Print the lines below word for word, beginning with the first and ending with the line that holds "Q: Locate the teal", and skip every picture.

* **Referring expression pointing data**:
####################

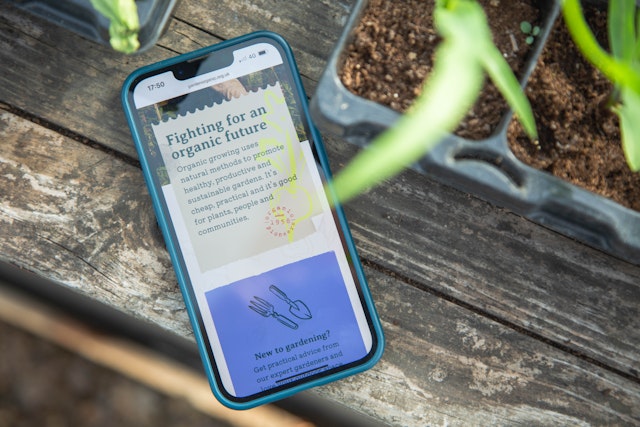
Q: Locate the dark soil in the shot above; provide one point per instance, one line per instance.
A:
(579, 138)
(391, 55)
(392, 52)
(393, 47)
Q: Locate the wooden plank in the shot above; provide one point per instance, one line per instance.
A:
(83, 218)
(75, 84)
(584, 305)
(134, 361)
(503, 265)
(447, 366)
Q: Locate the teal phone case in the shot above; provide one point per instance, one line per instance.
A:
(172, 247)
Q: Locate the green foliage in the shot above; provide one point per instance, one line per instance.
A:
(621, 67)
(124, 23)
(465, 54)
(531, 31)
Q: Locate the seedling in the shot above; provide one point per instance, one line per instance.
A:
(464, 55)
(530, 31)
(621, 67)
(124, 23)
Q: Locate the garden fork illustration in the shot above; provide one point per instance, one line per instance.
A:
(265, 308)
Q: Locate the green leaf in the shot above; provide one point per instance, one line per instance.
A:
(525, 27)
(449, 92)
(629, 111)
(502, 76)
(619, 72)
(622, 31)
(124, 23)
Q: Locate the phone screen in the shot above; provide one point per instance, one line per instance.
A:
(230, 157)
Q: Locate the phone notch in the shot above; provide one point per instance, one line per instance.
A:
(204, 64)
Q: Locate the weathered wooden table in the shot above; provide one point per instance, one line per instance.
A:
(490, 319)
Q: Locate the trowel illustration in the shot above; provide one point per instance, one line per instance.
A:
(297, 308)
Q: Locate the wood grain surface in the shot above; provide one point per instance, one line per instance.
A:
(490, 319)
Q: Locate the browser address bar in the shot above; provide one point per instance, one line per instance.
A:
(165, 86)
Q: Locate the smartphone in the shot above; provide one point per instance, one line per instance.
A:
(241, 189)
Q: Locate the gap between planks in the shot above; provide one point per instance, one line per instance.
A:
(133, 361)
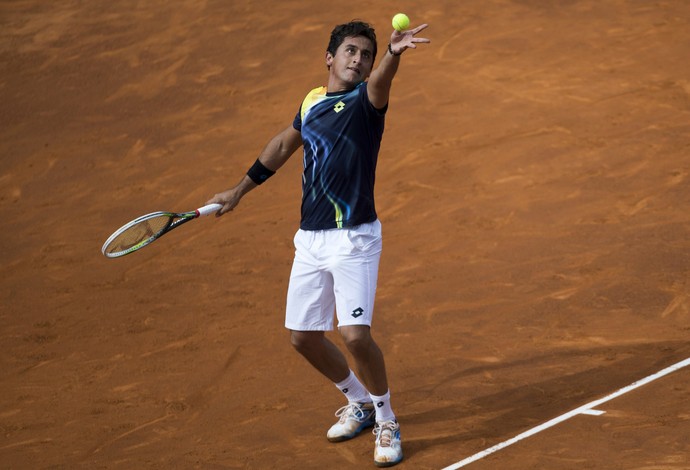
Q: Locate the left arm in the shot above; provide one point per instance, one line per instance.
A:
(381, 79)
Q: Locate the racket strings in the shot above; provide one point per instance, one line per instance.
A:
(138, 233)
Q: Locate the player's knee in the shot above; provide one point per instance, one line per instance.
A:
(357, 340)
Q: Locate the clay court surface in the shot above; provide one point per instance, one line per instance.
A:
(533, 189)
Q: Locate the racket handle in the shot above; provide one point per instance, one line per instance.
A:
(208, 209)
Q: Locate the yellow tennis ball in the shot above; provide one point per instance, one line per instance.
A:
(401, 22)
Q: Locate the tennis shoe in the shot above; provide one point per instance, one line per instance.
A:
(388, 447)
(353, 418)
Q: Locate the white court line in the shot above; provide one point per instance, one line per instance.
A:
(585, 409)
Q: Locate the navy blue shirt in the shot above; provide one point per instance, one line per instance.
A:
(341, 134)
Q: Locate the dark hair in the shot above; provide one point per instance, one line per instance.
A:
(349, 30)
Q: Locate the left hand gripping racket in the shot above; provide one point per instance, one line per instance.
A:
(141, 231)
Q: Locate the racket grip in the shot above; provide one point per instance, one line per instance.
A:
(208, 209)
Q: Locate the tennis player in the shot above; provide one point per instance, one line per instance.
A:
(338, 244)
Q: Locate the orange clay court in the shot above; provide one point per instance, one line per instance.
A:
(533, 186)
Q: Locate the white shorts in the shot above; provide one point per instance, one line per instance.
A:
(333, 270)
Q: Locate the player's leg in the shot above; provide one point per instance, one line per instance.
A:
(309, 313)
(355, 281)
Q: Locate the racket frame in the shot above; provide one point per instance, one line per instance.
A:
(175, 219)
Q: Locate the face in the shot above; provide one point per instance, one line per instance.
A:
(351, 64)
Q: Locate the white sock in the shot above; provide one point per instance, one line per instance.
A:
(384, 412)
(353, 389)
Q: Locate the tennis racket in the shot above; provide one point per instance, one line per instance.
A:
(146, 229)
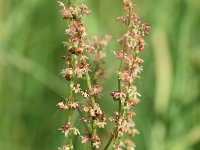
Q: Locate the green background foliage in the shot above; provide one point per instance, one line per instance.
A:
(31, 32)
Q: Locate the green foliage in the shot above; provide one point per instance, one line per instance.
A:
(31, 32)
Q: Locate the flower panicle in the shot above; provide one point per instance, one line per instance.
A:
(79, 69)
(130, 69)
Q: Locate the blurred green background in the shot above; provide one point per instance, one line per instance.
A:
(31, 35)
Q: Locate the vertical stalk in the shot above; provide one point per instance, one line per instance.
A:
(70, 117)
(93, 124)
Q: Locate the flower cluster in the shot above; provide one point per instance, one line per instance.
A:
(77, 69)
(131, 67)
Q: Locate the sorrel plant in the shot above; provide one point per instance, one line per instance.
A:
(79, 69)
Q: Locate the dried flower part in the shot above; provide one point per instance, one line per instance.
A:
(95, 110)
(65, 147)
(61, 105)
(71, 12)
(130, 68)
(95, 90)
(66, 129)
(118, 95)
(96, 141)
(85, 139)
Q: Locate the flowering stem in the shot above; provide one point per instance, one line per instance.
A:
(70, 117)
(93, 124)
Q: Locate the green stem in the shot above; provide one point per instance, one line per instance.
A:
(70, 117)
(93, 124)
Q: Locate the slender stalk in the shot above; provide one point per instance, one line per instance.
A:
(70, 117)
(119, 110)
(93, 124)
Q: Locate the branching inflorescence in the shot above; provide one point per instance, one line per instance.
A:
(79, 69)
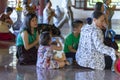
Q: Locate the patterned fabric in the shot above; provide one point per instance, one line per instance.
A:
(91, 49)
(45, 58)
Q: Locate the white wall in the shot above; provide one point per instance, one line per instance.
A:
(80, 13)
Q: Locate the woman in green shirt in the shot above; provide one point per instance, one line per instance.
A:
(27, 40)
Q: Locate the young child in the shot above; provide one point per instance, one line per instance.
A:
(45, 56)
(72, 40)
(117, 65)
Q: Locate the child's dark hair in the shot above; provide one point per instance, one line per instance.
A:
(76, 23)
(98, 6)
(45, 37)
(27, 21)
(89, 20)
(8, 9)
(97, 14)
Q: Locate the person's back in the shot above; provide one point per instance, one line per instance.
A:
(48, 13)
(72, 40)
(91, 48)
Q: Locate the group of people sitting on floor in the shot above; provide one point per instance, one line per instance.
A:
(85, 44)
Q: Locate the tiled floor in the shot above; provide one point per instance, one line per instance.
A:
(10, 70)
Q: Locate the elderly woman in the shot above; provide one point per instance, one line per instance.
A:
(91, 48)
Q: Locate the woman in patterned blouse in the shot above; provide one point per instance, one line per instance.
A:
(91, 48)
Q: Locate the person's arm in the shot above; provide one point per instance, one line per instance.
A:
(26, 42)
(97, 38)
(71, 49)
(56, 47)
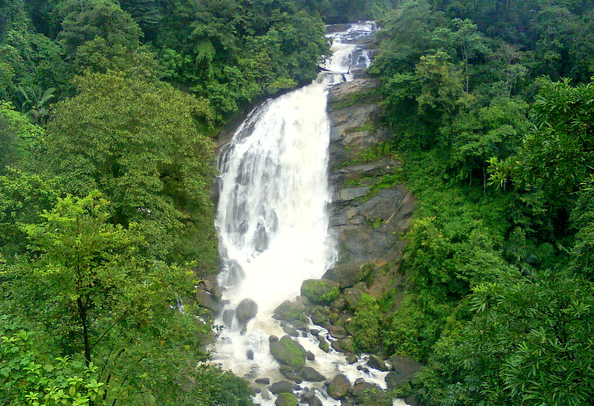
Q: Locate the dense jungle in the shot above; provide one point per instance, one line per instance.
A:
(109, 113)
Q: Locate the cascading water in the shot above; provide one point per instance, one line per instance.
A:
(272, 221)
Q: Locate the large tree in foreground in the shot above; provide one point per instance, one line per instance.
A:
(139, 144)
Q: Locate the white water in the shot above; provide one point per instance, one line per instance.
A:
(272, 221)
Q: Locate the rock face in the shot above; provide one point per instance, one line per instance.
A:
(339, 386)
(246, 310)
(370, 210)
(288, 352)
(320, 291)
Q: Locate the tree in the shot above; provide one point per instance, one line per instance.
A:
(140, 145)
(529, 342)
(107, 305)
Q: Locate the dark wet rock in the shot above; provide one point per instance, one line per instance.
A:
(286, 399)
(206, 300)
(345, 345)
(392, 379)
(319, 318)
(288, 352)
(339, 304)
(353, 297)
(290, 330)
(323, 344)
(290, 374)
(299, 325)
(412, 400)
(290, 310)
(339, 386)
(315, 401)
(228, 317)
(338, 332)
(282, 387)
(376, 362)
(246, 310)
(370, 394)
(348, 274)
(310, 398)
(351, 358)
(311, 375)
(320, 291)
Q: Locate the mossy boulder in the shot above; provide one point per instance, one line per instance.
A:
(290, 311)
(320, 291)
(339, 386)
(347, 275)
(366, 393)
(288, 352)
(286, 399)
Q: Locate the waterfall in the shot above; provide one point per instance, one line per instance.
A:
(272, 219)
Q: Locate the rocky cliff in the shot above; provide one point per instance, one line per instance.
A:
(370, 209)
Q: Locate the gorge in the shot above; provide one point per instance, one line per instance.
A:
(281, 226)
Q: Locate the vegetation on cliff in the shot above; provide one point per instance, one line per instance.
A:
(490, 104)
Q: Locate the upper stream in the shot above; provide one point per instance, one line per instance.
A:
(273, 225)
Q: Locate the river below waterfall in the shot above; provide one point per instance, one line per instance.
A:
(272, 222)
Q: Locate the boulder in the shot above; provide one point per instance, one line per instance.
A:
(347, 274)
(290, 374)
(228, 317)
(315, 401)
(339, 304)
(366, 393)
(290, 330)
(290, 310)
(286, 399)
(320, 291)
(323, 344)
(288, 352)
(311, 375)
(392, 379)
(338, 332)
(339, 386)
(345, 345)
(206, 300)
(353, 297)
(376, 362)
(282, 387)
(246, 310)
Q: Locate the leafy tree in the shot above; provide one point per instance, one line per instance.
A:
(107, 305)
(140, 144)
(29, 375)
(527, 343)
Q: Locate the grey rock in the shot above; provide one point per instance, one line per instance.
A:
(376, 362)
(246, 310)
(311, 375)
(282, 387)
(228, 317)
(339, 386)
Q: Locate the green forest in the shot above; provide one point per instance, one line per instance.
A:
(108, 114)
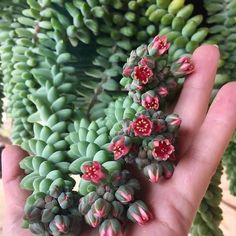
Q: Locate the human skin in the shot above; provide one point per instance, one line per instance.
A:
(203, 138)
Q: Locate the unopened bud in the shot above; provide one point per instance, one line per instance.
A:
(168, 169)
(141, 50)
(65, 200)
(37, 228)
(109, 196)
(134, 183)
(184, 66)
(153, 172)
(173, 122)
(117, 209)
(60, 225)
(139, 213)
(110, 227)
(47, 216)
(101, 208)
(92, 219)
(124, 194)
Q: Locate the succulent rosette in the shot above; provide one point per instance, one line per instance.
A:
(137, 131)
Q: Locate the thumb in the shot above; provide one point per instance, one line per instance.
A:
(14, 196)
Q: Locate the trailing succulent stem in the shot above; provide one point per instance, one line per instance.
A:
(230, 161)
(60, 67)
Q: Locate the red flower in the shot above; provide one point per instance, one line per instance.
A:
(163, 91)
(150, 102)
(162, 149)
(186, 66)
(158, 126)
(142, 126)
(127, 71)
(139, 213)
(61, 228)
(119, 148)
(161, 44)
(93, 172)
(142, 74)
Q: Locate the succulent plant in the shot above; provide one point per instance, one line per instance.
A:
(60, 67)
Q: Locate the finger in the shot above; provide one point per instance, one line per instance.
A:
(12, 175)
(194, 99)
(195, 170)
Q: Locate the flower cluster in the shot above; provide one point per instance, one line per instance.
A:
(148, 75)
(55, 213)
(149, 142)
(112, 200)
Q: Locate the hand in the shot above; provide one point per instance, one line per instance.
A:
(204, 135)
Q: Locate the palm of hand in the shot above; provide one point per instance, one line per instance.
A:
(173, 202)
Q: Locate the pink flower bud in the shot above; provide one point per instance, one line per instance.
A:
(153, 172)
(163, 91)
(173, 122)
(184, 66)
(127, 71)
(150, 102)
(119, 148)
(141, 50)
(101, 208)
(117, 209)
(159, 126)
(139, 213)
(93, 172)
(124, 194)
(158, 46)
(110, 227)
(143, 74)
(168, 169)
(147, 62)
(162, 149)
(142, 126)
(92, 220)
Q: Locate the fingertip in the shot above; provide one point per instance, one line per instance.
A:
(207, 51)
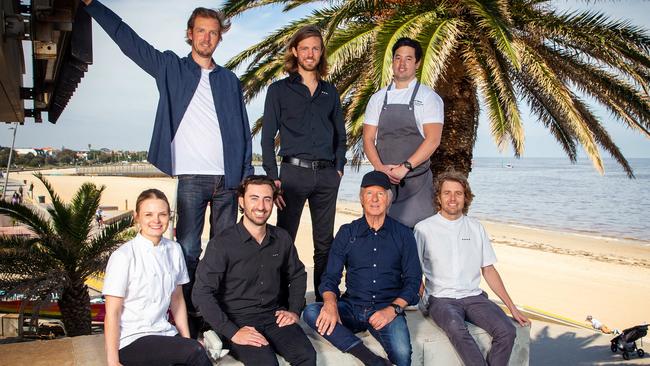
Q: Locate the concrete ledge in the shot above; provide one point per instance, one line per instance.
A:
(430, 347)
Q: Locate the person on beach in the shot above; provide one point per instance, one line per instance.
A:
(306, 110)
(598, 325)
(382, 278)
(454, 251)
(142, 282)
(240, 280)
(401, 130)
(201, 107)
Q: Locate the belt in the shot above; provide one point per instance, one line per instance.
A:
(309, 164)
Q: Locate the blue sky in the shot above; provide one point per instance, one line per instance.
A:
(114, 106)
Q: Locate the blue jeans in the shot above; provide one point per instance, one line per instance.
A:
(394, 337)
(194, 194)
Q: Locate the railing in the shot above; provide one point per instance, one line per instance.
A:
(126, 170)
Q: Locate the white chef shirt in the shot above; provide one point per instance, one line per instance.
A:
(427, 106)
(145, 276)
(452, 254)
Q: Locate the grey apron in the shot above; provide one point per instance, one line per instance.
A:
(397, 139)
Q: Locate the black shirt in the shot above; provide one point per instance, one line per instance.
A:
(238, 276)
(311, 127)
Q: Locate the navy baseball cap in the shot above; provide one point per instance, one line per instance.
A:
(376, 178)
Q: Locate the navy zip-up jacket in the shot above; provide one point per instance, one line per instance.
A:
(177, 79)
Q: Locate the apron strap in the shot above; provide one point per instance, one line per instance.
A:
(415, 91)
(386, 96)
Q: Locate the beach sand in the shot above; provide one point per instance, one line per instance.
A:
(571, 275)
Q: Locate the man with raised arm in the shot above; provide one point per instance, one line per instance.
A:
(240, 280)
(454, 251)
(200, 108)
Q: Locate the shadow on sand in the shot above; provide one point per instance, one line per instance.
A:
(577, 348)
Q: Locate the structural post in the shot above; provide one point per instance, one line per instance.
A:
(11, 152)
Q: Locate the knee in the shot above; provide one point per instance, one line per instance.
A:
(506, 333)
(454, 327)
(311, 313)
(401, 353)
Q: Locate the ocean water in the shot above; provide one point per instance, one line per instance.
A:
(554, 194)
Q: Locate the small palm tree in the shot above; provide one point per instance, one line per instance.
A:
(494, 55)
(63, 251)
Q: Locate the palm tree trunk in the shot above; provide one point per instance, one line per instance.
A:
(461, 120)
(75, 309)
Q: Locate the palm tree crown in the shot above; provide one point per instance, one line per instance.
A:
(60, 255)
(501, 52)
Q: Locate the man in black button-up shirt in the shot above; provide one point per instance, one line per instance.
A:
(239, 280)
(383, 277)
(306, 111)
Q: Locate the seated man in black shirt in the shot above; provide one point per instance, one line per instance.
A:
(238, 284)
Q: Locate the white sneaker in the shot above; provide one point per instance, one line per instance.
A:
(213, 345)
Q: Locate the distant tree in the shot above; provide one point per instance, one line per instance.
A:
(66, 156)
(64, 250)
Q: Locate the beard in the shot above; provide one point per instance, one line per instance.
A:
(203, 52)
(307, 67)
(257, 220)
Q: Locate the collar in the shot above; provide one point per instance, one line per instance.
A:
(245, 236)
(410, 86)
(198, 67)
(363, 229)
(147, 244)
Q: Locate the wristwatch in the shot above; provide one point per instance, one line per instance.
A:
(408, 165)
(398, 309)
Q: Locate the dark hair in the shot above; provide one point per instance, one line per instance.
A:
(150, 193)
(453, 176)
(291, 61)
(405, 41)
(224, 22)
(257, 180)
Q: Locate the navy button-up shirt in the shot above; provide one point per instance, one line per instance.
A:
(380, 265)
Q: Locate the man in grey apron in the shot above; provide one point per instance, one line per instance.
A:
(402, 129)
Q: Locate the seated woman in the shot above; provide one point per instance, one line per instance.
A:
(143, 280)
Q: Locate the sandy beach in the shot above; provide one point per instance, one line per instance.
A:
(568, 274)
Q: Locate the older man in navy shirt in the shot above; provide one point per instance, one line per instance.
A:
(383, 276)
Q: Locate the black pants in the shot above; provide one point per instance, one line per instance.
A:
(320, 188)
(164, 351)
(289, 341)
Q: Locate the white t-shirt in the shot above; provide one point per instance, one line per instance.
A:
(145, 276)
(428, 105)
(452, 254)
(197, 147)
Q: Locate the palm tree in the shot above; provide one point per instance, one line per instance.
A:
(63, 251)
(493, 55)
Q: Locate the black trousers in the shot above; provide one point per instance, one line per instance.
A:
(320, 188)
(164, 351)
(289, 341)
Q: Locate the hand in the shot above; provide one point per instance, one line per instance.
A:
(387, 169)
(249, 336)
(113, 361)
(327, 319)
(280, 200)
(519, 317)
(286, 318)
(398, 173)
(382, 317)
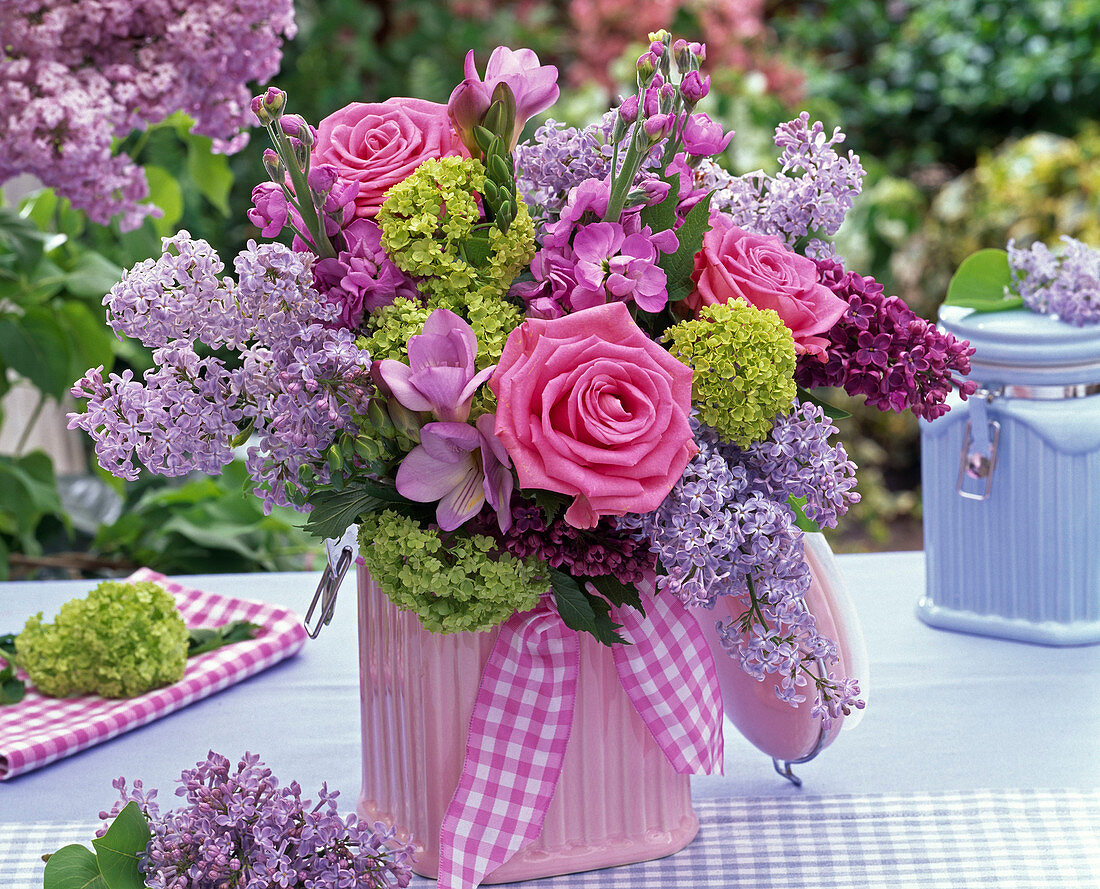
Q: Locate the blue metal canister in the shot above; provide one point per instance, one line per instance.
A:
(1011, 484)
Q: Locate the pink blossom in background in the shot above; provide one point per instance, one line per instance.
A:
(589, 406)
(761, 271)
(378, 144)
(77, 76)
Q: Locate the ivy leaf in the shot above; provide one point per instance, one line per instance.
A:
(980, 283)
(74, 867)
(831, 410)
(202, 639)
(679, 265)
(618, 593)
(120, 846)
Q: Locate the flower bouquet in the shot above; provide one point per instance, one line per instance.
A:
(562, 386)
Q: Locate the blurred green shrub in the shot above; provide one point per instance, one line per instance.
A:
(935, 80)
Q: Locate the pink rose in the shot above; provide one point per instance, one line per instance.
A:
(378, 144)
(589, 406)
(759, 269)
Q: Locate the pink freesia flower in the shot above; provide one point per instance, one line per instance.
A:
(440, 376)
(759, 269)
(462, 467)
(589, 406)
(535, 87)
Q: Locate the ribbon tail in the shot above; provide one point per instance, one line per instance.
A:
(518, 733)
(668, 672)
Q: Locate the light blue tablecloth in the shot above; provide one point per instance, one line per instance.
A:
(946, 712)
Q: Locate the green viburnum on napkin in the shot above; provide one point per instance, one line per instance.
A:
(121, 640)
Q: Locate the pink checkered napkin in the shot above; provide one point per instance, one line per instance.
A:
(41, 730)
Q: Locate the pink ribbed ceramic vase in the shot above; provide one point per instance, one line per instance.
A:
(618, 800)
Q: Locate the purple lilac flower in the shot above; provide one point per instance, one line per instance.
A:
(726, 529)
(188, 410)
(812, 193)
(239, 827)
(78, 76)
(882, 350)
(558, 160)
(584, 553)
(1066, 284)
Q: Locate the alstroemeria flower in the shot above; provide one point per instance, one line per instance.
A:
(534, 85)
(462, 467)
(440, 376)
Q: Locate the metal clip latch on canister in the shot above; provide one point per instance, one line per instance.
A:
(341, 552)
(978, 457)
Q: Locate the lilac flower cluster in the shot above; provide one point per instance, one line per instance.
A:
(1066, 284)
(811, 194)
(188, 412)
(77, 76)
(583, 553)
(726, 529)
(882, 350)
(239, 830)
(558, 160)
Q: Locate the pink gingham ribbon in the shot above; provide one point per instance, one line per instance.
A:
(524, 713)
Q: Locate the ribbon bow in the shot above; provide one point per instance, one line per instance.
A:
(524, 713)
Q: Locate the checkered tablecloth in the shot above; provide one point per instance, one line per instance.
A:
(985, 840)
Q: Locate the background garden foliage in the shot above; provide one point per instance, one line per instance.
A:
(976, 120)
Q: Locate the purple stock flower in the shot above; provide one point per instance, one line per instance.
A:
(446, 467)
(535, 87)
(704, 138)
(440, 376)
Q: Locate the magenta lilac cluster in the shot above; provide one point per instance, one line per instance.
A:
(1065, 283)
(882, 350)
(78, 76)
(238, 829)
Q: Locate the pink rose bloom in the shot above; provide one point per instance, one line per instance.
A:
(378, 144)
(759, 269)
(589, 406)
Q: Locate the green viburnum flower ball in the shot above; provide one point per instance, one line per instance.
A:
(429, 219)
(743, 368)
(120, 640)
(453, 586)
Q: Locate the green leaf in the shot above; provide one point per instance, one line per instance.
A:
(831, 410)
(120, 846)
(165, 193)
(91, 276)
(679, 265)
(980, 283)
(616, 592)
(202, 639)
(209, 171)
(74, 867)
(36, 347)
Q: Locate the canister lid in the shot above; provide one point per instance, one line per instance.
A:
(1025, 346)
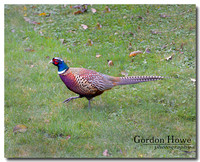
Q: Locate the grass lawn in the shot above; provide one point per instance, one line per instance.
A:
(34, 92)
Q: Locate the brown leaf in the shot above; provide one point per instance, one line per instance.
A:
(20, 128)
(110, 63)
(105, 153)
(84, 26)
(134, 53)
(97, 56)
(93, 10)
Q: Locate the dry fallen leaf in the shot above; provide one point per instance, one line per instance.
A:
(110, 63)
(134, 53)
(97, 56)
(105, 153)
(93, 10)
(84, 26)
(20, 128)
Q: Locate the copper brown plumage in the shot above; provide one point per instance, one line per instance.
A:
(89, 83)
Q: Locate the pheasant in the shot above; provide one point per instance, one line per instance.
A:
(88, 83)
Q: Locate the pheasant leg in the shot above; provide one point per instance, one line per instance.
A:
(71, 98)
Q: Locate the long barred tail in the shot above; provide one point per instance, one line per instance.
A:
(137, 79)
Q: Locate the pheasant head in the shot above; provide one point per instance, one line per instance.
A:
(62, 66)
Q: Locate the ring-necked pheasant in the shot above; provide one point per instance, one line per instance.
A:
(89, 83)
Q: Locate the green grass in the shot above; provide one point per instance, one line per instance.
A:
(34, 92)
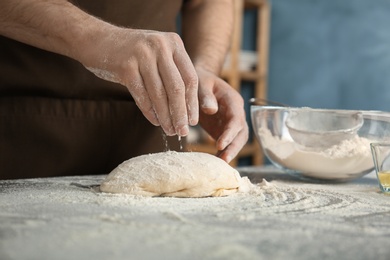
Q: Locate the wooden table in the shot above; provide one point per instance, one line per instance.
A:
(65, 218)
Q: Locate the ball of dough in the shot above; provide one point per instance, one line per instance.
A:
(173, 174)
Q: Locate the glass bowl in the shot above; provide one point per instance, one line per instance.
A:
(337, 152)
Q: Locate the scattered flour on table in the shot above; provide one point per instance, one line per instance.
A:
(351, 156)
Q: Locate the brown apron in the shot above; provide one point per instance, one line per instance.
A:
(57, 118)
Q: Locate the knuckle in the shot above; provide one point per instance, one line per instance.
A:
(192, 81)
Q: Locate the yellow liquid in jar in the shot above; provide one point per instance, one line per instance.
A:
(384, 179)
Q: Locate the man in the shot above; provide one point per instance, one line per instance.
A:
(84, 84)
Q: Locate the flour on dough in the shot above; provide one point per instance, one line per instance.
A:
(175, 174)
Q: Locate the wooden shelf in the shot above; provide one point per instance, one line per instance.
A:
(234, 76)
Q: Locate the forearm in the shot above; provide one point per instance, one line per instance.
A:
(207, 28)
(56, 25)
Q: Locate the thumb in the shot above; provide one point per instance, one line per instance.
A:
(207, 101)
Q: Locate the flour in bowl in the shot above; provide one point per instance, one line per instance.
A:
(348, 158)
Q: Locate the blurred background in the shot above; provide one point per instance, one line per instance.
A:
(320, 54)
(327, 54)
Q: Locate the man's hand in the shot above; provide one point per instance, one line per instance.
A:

####################

* **ANSWER SECTION**:
Q: Locate the dark soil in the shot above; provide one point per instance, one line per instance.
A:
(579, 138)
(391, 55)
(392, 52)
(393, 47)
Q: Locate the wooden plank in the shot above; provide one point per instance, one line per instance.
A:
(83, 218)
(75, 84)
(584, 305)
(134, 361)
(503, 265)
(447, 366)
Q: Locate the teal phone case in the shot above; provide one point per instance, one line per instance.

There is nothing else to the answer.